_EXTRACT TO READ_:
José García Hidalgo, Levitation of St. Teresa of Jesus and St. John of the Cross at the Convento de la Encarnación, late 17c.
I’ve long kept an eccentric morning habit, reading the Daily Office Lectionary followed by some philosophy tome before the distractions of the day begin.
The, often dense and ridiculous, readings have varied over the years and, if I have any regrets, its been that I’ve worked backwards rather than starting with the Greeks. Western philosophy is a long series of dialogs and disagreements. Individual philosophers are contained, like Russian nested dolls, one inside another all the way back to Plato and Aristotle.
The two authors I’ve tackled over the last few months reflect my schizophrenic reading practice: the late literary professor and philosopher Fredric Jameson and history and religious studies professor Carlos Eire. Coherency be damned, I’ve enjoyed this particular contradictory juxtaposition.

Italian School, 18th Century, The Ecstasy of Saint Joseph of Cupertino.
Flying Saints and Witches on Broomsticks
Carlos Eire’s book They Flew: A History of the Impossible is an incendiary look at levitating and bilocating saints, demons and witches. Eire dares to take narratives of the “impossible” seriously. As Eire explains, we have more credible accounts of, say, Theresa of Avila’s and Joseph of Cupertino’s many moments of ecstatic flying than we have of well accepted moments of European political history.

_WRITTEN PROBLEM 1_:
From the morning-reading post, extract the passage from "The, often dense" to "particular contradictory juxtaposition.", copying it word for word.
_WRITTEN PROBLEM 2_:
Answer these questions from the morning-reading post:
(a) What does the writer read each morning before the philosophy tome?
(b) Which two authors has the writer tackled over the last few months?
(c) What is the title of Carlos Eire's book?

(Data records)
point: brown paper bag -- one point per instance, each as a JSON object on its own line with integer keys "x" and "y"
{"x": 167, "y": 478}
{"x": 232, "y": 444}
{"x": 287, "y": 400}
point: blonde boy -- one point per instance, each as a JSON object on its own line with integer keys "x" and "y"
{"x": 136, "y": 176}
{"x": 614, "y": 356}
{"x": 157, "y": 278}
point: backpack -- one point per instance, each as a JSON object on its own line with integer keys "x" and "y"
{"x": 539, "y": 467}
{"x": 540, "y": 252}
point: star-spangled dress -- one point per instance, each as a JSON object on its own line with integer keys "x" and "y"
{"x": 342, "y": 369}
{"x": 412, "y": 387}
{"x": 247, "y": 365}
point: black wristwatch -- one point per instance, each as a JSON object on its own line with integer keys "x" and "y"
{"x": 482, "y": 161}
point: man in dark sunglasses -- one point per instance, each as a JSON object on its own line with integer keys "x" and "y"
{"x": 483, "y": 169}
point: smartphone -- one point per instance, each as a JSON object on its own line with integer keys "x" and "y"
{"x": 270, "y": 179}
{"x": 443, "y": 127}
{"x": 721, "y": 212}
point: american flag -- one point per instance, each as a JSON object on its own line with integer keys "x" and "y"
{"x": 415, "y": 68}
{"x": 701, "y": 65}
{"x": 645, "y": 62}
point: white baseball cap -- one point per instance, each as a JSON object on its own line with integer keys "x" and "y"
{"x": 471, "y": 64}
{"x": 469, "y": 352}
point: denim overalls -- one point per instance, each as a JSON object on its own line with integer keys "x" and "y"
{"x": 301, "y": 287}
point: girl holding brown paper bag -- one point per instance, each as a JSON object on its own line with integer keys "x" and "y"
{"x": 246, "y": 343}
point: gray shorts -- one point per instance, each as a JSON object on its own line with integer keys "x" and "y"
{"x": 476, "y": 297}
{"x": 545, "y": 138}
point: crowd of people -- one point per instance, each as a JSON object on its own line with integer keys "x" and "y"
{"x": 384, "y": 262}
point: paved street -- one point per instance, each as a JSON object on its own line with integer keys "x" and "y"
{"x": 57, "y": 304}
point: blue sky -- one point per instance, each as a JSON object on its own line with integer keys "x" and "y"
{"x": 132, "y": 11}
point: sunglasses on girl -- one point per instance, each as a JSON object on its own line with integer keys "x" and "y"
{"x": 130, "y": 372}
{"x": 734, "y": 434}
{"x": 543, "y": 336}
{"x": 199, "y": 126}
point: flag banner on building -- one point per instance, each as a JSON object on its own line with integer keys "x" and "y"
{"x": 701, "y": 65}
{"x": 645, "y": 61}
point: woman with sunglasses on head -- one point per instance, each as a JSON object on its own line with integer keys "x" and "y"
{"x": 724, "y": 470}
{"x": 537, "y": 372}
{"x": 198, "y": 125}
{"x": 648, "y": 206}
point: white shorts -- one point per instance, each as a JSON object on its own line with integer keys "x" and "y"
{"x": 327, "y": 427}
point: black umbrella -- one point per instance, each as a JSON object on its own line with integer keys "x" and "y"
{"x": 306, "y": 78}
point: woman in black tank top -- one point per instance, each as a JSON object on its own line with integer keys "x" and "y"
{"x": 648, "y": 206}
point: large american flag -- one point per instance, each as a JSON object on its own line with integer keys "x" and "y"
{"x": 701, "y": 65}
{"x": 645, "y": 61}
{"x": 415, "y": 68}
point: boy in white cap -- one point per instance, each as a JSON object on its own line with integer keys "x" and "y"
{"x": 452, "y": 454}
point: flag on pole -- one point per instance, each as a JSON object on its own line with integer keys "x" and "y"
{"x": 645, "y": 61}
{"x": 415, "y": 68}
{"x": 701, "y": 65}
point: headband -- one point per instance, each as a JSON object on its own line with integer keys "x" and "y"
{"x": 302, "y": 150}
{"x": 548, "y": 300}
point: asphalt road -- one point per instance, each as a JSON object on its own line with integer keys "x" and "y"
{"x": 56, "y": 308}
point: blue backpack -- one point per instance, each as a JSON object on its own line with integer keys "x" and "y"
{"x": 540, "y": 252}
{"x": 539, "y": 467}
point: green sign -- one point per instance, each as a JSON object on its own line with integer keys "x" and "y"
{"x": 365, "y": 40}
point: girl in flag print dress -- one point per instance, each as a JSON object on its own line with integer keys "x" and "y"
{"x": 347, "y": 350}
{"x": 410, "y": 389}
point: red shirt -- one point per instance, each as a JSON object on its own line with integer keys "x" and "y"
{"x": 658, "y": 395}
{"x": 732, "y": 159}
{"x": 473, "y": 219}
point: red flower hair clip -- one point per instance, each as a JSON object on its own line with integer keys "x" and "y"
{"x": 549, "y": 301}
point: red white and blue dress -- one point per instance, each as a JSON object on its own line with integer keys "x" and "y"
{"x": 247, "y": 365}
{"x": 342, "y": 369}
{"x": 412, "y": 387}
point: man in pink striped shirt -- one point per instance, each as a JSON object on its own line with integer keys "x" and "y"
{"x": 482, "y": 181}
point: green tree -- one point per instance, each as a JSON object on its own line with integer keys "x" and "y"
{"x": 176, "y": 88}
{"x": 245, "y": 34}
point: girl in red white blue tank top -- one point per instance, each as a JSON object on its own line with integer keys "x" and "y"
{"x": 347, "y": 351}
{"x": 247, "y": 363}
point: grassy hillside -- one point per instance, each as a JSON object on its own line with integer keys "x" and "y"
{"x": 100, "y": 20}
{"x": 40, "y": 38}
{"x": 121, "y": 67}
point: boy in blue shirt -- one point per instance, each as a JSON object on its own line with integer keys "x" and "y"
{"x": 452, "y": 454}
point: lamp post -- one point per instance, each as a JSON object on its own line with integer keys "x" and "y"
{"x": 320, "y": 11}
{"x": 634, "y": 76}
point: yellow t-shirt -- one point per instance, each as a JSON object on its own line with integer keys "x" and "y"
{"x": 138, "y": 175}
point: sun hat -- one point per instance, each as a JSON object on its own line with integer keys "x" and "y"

_EXERCISE SOLUTION 1_:
The, often dense and ridiculous, readings have varied over the years and, if I have any regrets, its been that I’ve worked backwards rather than starting with the Greeks. Western philosophy is a long series of dialogs and disagreements. Individual philosophers are contained, like Russian nested dolls, one inside another all the way back to Plato and Aristotle.
The two authors I’ve tackled over the last few months reflect my schizophrenic reading practice: the late literary professor and philosopher Fredric Jameson and history and religious studies professor Carlos Eire. Coherency be damned, I’ve enjoyed this particular contradictory juxtaposition.

_EXERCISE SOLUTION 2_:
(a) The Daily Office Lectionary
(b) Fredric Jameson and Carlos Eire
(c) They Flew: A History of the Impossible